## EXERCISE DIRECTIONS
Rewrite the rows below as a JSON list of strings with one string per line and blank lines omitted. Cover only the stretch from the line containing "of the reed" through the line containing "pixel 331 1029", both included.

Excerpts from a pointing dataset
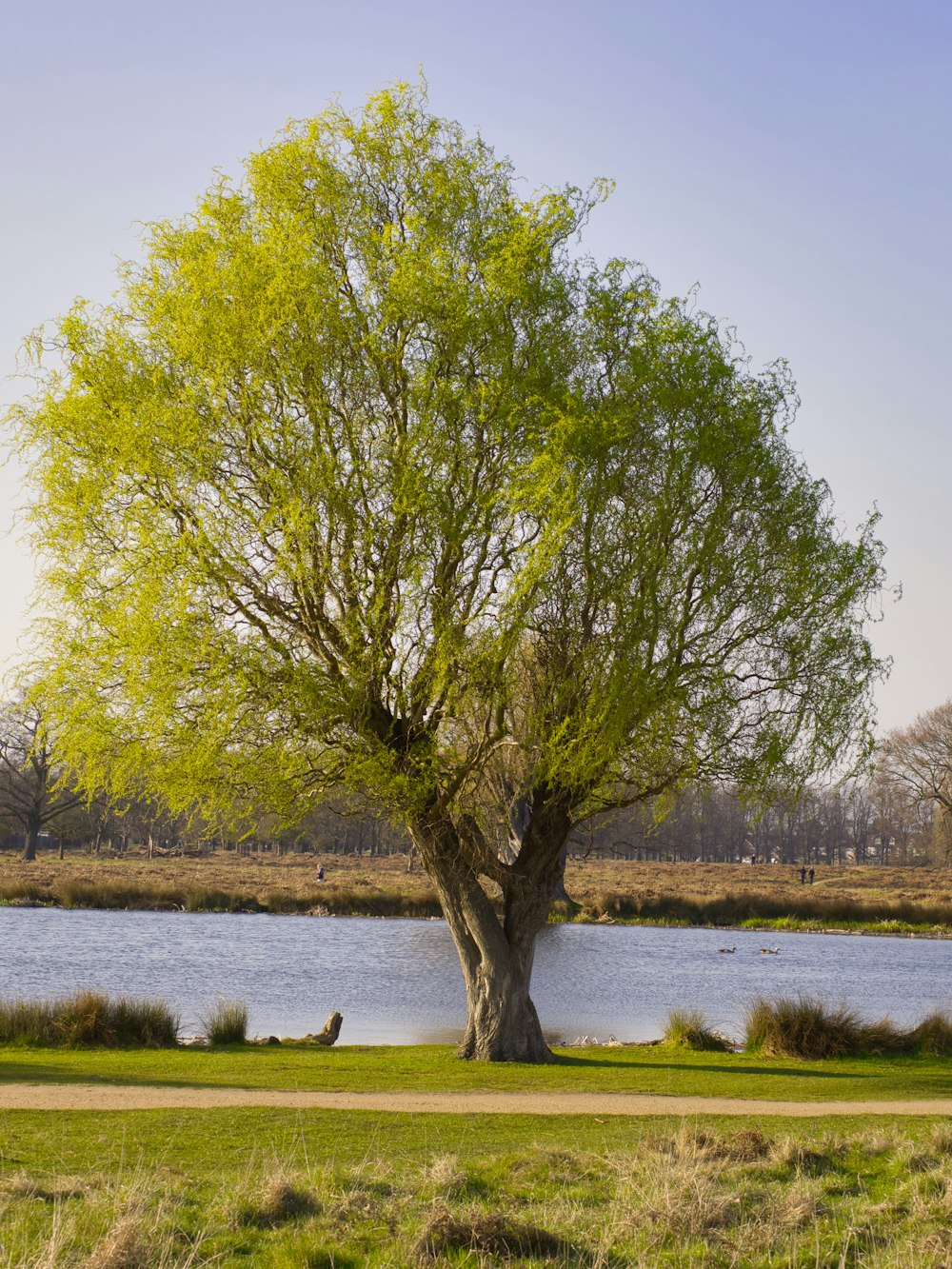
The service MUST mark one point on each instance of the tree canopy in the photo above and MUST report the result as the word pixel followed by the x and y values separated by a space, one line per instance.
pixel 367 476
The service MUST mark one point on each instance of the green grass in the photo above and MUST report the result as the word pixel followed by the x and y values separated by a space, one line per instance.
pixel 88 1018
pixel 225 1023
pixel 662 1069
pixel 810 1028
pixel 281 1188
pixel 688 1028
pixel 169 1189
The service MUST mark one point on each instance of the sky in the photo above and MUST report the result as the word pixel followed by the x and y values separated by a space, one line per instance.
pixel 792 160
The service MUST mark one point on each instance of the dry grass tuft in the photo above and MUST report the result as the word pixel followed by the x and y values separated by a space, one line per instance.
pixel 89 1018
pixel 281 1200
pixel 493 1234
pixel 800 1204
pixel 790 1153
pixel 125 1246
pixel 693 1143
pixel 810 1028
pixel 445 1177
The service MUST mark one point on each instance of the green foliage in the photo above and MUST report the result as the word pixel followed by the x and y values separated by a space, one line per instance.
pixel 365 475
pixel 334 1191
pixel 811 1028
pixel 89 1018
pixel 227 1023
pixel 367 479
pixel 688 1028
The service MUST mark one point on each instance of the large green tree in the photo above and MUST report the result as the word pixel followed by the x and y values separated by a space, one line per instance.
pixel 368 477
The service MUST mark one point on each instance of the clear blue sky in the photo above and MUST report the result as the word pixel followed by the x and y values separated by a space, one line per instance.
pixel 792 159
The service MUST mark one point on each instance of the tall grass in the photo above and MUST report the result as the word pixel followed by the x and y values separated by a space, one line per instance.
pixel 688 1028
pixel 814 1029
pixel 89 1018
pixel 227 1023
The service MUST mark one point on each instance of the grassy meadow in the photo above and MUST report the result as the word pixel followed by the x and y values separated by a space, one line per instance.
pixel 155 1189
pixel 882 900
pixel 170 1189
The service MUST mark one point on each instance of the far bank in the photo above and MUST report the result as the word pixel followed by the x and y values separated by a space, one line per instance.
pixel 767 896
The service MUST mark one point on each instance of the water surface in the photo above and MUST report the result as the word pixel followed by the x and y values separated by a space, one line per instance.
pixel 399 981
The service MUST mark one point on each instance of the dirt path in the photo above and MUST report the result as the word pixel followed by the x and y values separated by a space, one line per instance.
pixel 109 1097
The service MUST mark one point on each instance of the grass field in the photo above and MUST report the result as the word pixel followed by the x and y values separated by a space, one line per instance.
pixel 659 1069
pixel 292 1188
pixel 886 900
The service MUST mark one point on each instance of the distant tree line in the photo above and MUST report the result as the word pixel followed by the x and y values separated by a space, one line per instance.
pixel 902 815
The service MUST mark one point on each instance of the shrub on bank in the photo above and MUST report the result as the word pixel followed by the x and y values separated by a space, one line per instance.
pixel 688 1028
pixel 89 1018
pixel 813 1029
pixel 227 1023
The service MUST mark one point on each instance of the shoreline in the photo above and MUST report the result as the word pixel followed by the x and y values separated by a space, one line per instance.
pixel 769 925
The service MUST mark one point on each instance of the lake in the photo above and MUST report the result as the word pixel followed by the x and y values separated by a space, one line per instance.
pixel 399 981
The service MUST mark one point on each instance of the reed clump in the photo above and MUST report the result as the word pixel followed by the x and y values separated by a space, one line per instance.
pixel 689 1028
pixel 814 1029
pixel 89 1018
pixel 227 1023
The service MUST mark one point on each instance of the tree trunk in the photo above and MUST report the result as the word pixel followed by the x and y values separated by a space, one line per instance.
pixel 30 850
pixel 495 957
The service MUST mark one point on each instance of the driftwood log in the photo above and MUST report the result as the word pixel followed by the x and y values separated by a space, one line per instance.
pixel 331 1029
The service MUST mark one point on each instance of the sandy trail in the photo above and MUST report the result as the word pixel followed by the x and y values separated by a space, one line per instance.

## THE RESPONSE
[
  "The service MUST mark one point on each instance of the reed clump in the photo above and MUST report the result as the word pixel followed by the x and y values separated by a space, one line per instance.",
  "pixel 689 1028",
  "pixel 814 1029",
  "pixel 89 1018",
  "pixel 227 1023",
  "The service MUST mark one point on each instance of the tree trunk in the photo above and MUST report the result as the word pixel followed by the x and y values separated by a space, one line per instance.",
  "pixel 30 850",
  "pixel 495 957",
  "The service MUST mark one point on each instance of the driftwood log in the photo above and MUST report the result as the word pixel followed by the x and y values separated by a space, one line per instance.",
  "pixel 331 1029"
]